O QUE FAZER: Atualize a listagem abaixo, trocando "photo" por "image" e mantendo todo o resto sem alteração.

※

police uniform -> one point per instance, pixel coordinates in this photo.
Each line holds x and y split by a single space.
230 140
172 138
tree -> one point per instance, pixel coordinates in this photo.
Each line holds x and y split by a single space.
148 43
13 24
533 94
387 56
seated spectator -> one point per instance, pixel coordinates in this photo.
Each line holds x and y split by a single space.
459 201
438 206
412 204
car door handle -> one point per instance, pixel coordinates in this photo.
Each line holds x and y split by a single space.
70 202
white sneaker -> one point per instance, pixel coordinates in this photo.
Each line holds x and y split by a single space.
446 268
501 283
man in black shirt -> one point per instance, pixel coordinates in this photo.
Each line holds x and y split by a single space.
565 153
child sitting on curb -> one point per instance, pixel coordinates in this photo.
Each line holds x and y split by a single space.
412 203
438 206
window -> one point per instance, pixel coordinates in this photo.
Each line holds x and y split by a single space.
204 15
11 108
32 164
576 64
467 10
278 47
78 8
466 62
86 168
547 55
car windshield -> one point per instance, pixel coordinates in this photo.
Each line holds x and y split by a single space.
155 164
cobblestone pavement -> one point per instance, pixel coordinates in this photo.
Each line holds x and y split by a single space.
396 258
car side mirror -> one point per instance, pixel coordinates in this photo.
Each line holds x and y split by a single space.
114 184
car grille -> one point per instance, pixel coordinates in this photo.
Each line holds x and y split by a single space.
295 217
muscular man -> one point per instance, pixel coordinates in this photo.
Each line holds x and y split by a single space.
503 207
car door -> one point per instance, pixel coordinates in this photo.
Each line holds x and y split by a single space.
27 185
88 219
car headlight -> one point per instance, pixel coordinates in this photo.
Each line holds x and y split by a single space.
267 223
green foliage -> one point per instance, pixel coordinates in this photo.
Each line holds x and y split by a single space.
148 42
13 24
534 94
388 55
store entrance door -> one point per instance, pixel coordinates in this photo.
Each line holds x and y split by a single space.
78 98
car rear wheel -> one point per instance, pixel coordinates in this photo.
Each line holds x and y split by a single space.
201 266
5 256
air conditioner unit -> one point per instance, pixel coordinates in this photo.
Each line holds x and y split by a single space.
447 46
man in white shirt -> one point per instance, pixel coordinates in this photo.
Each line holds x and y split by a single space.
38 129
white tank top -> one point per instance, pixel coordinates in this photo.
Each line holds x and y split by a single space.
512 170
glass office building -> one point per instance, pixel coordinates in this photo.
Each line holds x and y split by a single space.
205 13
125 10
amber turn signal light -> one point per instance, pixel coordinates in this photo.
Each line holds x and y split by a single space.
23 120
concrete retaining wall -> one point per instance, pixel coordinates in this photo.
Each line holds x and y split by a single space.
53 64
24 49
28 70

※

RESPOSTA DO EXERCÍCIO:
police uniform -> one point per instance, pixel coordinates in this image.
Each line holds x and y split by a single space.
230 140
172 138
tree -> one point per instance, pixel coordinates in this image.
Each line holds x and y split by a single space.
148 43
13 24
533 94
387 56
seated spectator -> one point per instance, pixel coordinates in this image.
Each line holds x and y split by a single space.
459 201
438 206
412 204
car door handle -> one point per instance, pixel coordinates in this image.
Each line holds x and y split by a single space.
70 202
white sneaker -> one point per instance, pixel coordinates in this image.
Each line holds x and y split by a single space.
446 268
501 283
man in black shirt -> one point per instance, pixel coordinates in this image.
Each line holds x and y split by a single space.
565 153
child sitting on curb -> one point per instance, pixel coordinates in this image.
Each line holds x and y split by a single space.
412 203
438 206
window -> one point per instance, pixel coordinates in this image.
Each line holds x and y split by a single space.
204 15
11 108
32 164
576 64
467 10
278 47
78 8
466 62
86 168
547 55
car windshield -> one point per instance, pixel coordinates in this image.
Each line holds x and y split by a single space.
155 164
cobblestone pavement -> one point per instance, pixel coordinates in this image.
Each line holds x and y split by a single space.
396 258
car side mirror -> one point per instance, pixel coordinates in this image.
Each line holds x and y split by a single space.
114 184
car grille -> one point per instance, pixel coordinates in this image.
Each line holds x and y split by a single space.
295 217
muscular man -> one point per instance, pixel coordinates in this image.
Each line holds x and y split by a single space.
503 207
car door -> one point per instance, pixel coordinates in this image.
Each line holds x and y split by a single space.
27 185
88 219
car headlight -> one point per instance, pixel coordinates in this image.
Each line holds x and y split by a single space.
267 223
green foliage -> one point per instance, pixel coordinates in this image.
Each line holds x and y split by a single space.
148 42
13 24
534 94
388 55
store entrance door -> one point per instance, pixel coordinates in this image.
Each line holds x and y split by a single space.
78 98
car rear wheel -> one point per instance, pixel coordinates in this image.
Each line holds x and y split by a single space.
201 266
5 256
air conditioner unit -> one point per instance, pixel coordinates in this image.
Each line holds x and y split by a single space.
447 46
man in white shirt -> one point per instance, pixel coordinates in this image.
Each line holds x and y split by a single space.
38 129
white tank top -> one point per instance, pixel coordinates in this image.
Each line holds x and y split by a single space.
512 170
glass office building -> one point per instance, pixel coordinates in this image.
Each line holds x and y split by a single space.
205 13
125 10
amber turn signal light -> one point per instance, pixel coordinates in this image.
Each line holds x and y split by a single space.
23 120
concrete retaining wall -> one point per instance, pixel coordinates in this image.
Each line holds x and y split by a single space.
53 64
24 49
28 70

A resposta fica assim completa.